■ Goal ■
Copy the data below word for word, but leave out the pictures.

■ Stored records ■
↓

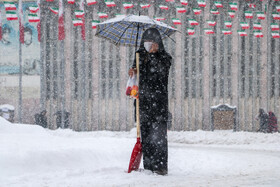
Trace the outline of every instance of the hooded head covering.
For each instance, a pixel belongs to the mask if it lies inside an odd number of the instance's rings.
[[[157,43],[159,46],[159,49],[158,49],[159,52],[165,51],[163,43],[162,43],[161,35],[156,28],[149,28],[143,33],[141,43],[140,43],[140,50],[144,50],[144,42],[146,40]]]

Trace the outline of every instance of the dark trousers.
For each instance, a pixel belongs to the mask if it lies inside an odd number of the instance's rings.
[[[144,169],[167,171],[167,123],[141,122]]]

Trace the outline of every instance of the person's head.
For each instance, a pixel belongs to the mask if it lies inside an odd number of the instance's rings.
[[[4,44],[10,43],[10,34],[11,34],[11,29],[9,27],[4,27],[2,30],[2,42]]]
[[[24,44],[29,46],[32,43],[32,29],[24,27]]]
[[[164,50],[160,33],[156,28],[147,29],[143,33],[140,48],[144,48],[149,53]]]

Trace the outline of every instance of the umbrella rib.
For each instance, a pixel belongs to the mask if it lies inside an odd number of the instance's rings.
[[[119,40],[117,41],[117,43],[119,43],[119,41],[122,39],[122,36],[123,36],[124,33],[126,32],[126,30],[127,30],[132,24],[133,24],[133,22],[132,22],[128,27],[125,28],[125,30],[123,31],[123,33],[122,33],[121,37],[119,38]]]

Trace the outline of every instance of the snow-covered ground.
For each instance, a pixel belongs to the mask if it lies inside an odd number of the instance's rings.
[[[280,186],[279,133],[169,131],[168,140],[167,176],[128,174],[135,129],[48,130],[0,117],[0,186]]]

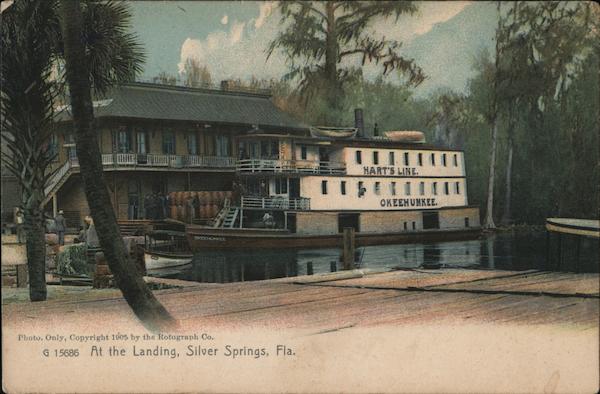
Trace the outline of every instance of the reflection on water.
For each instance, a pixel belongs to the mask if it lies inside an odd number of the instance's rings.
[[[571,242],[571,243],[569,243]],[[562,247],[561,270],[573,271],[577,249],[566,239]],[[492,234],[472,241],[431,244],[379,245],[358,248],[356,264],[360,268],[393,269],[420,267],[462,267],[500,270],[558,270],[556,245],[551,244],[550,262],[546,262],[544,232],[515,235]],[[340,270],[341,250],[269,249],[204,251],[194,256],[191,265],[153,275],[197,282],[226,283],[311,275]],[[579,270],[598,272],[598,243],[587,239],[579,246]]]

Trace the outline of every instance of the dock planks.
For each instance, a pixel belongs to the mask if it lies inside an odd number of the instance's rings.
[[[195,284],[156,294],[182,328],[306,328],[427,323],[572,325],[597,329],[598,274],[464,269],[305,276]],[[118,292],[102,298],[4,305],[6,324],[73,324],[135,318]]]

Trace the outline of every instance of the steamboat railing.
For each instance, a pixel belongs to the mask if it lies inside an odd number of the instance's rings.
[[[237,161],[236,170],[244,173],[345,174],[346,164],[333,161],[243,159]]]
[[[234,157],[199,155],[157,155],[141,153],[105,153],[102,164],[115,167],[170,167],[170,168],[234,168]]]
[[[309,210],[310,198],[242,196],[241,208]]]

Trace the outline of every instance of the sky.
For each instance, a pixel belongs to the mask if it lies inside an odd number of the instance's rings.
[[[371,34],[402,42],[402,55],[414,58],[427,80],[415,91],[463,92],[474,58],[493,46],[495,6],[486,2],[418,2],[413,16],[380,19]],[[213,83],[223,79],[281,78],[288,70],[281,52],[266,59],[269,42],[281,30],[276,2],[137,1],[132,24],[147,60],[140,79],[165,71],[181,75],[188,58],[206,65]],[[369,65],[375,78],[381,68]],[[395,76],[390,76],[395,80]]]

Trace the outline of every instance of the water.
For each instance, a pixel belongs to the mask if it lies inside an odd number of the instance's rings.
[[[546,262],[546,233],[498,233],[471,241],[366,246],[357,249],[360,268],[411,269],[438,265],[495,270],[543,269],[598,272],[598,241],[585,238],[576,261],[576,238],[563,237],[563,265],[558,267],[558,238],[551,238]],[[192,264],[152,275],[196,282],[239,282],[341,270],[341,249],[205,251]],[[569,262],[567,264],[567,262]]]

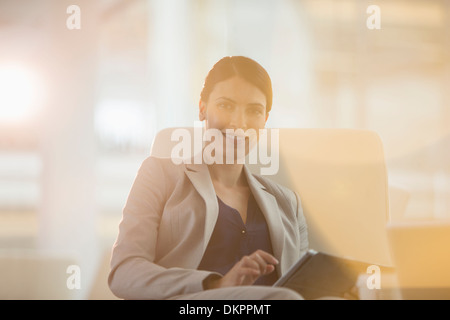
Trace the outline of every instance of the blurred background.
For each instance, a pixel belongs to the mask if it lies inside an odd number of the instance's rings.
[[[137,169],[158,130],[193,126],[226,55],[271,75],[268,127],[376,131],[407,199],[393,218],[450,218],[450,1],[0,0],[2,252],[67,257],[68,298],[112,297]]]

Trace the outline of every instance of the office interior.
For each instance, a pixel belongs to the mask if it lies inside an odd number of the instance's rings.
[[[0,251],[73,260],[60,298],[115,298],[136,172],[158,131],[198,120],[227,55],[270,74],[267,127],[380,136],[390,219],[450,220],[449,1],[1,0],[0,48]]]

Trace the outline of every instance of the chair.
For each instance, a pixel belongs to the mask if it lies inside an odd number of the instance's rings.
[[[157,133],[152,156],[171,156],[179,143],[171,141],[175,129]],[[194,128],[182,129],[194,137]],[[268,141],[279,135],[274,140],[279,142],[278,150],[270,144],[265,151],[258,146],[271,157],[279,157],[279,169],[268,177],[300,195],[310,248],[391,266],[386,234],[388,180],[380,137],[353,129],[281,128],[268,132]],[[264,167],[267,165],[249,164],[258,174]]]

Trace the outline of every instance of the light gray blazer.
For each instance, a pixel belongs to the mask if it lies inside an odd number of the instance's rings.
[[[282,275],[308,248],[306,222],[293,191],[244,166],[268,224]],[[108,283],[124,299],[166,299],[203,290],[212,272],[196,270],[219,212],[206,164],[149,157],[123,209]]]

↑

■ Expected output ■
Trace the outline of every instance of the hooded head covering.
For each instance, a pixel belongs to the mask if it lies inside an odd number of the instance's rings.
[[[157,43],[159,46],[159,49],[158,49],[159,52],[165,51],[163,43],[162,43],[161,35],[156,28],[149,28],[143,33],[141,43],[140,43],[140,50],[144,50],[144,42],[146,40]]]

Trace the outline of every instance of the dark trousers.
For each instance, a pixel belongs to the mask if it lies inside an odd number of the instance's rings.
[[[144,169],[167,171],[167,123],[141,122]]]

Trace the outline of every instance of the person's head.
For each instance, a pixel belongs to the mask if it lies inside an odd number of the instance's rings.
[[[4,44],[10,43],[10,34],[11,34],[11,29],[9,27],[4,27],[2,30],[2,42]]]
[[[24,44],[29,46],[32,43],[32,29],[24,27]]]
[[[164,50],[160,33],[156,28],[147,29],[143,33],[140,48],[144,48],[149,53]]]

Trace the outline of every instance of the umbrella rib.
For each instance, a pixel belongs to the mask if it lies inside an odd number of the instance's rings.
[[[119,40],[117,41],[117,43],[119,43],[119,41],[122,39],[122,36],[123,36],[124,33],[126,32],[126,30],[127,30],[132,24],[133,24],[133,22],[132,22],[128,27],[125,28],[125,30],[123,31],[123,33],[122,33],[121,37],[119,38]]]

Trace the outline of every instance of the snow-covered ground.
For each instance, a pixel belongs to the mask if it lies inside an odd number of the instance's rings.
[[[280,186],[279,133],[169,131],[168,140],[167,176],[128,174],[135,129],[48,130],[0,117],[0,186]]]

Trace the outline of every instance of the reflection on water.
For each instance, a pixel belongs to the mask if it lies inside an odd number of the instance's rings.
[[[571,242],[571,243],[569,243]],[[562,247],[561,270],[573,271],[577,249],[566,239]],[[492,234],[472,241],[431,244],[379,245],[358,248],[356,264],[360,268],[393,269],[420,267],[462,267],[500,270],[558,270],[556,245],[551,244],[550,262],[546,262],[544,232],[515,235]],[[340,270],[341,250],[269,249],[204,251],[194,256],[191,265],[153,275],[197,282],[226,283],[311,275]],[[579,270],[598,272],[598,243],[587,239],[579,246]]]

Trace the outline of every instance of the dock planks.
For each instance, a pixel belongs to the mask if it lies inside an odd number of the instance's rings.
[[[195,284],[156,294],[182,328],[306,328],[427,323],[572,325],[597,329],[598,274],[464,269],[305,276]],[[118,292],[102,298],[4,305],[6,324],[73,324],[135,318]]]

Trace the outline of every instance of the steamboat railing.
For each instance, a pixel belongs to the mask if it lies inside an odd number of the instance's rings.
[[[237,161],[236,170],[244,173],[345,174],[346,164],[333,161],[243,159]]]
[[[234,157],[199,155],[157,155],[141,153],[105,153],[102,164],[115,167],[170,167],[170,168],[234,168]]]
[[[309,210],[310,198],[242,196],[241,208]]]

Trace the outline of every instance of the sky.
For each instance, a pixel belongs to the mask if it lies inside an odd number of the instance's rings.
[[[371,34],[402,42],[402,55],[414,58],[427,80],[415,91],[463,92],[474,58],[493,46],[495,6],[486,2],[418,2],[413,16],[380,19]],[[213,83],[223,79],[281,78],[288,70],[281,52],[266,59],[269,42],[281,30],[276,2],[137,1],[132,24],[147,60],[140,79],[165,71],[181,75],[188,58],[206,65]],[[369,65],[375,78],[381,68]],[[395,76],[390,76],[395,80]]]

Trace the outline of every instance of the water.
For each instance, a pixel belongs to the mask if it lies inside an odd number of the instance's rings.
[[[546,262],[546,233],[498,233],[471,241],[366,246],[357,249],[360,268],[411,269],[438,265],[495,270],[543,269],[598,272],[598,241],[585,238],[576,261],[576,238],[563,237],[563,265],[558,267],[558,238],[551,238]],[[192,264],[152,275],[196,282],[239,282],[341,270],[341,249],[205,251]],[[569,262],[567,264],[567,262]]]

Trace the outline of every instance of the blurred background.
For each instance, a pixel belongs to the mask if it lies inside an odd number of the instance's rings.
[[[137,169],[158,130],[193,126],[226,55],[271,75],[268,127],[376,131],[407,199],[393,218],[450,218],[450,1],[0,0],[2,252],[67,257],[68,298],[112,297]]]

Trace the outline of every instance of the office interior.
For each instance, a pixel belongs to the mask if it lies inside an odd number of the instance's rings.
[[[0,251],[73,260],[60,298],[115,298],[136,172],[158,131],[198,120],[227,55],[270,74],[267,127],[380,136],[390,219],[450,220],[449,1],[1,0],[0,48]]]

Trace the outline of every instance of the chair.
For each instance, a pixel belongs to the mask if it lies inside an odd number of the instance's rings.
[[[157,133],[152,156],[171,156],[179,143],[171,141],[175,129]],[[194,128],[182,129],[194,137]],[[268,141],[279,135],[274,140],[279,142],[278,150],[270,144],[265,151],[258,146],[271,157],[279,157],[279,169],[268,177],[300,195],[310,248],[391,266],[386,234],[388,180],[380,137],[353,129],[281,128],[268,132]],[[264,167],[267,165],[249,164],[258,174]]]

Trace the outline of every instance of the light gray blazer.
For each instance, a pixel belongs to the mask if it lies inside an odd number of the instance's rings.
[[[282,275],[308,248],[306,222],[293,191],[244,166],[268,224]],[[108,283],[124,299],[166,299],[203,290],[212,272],[196,270],[219,212],[206,164],[149,157],[123,209]]]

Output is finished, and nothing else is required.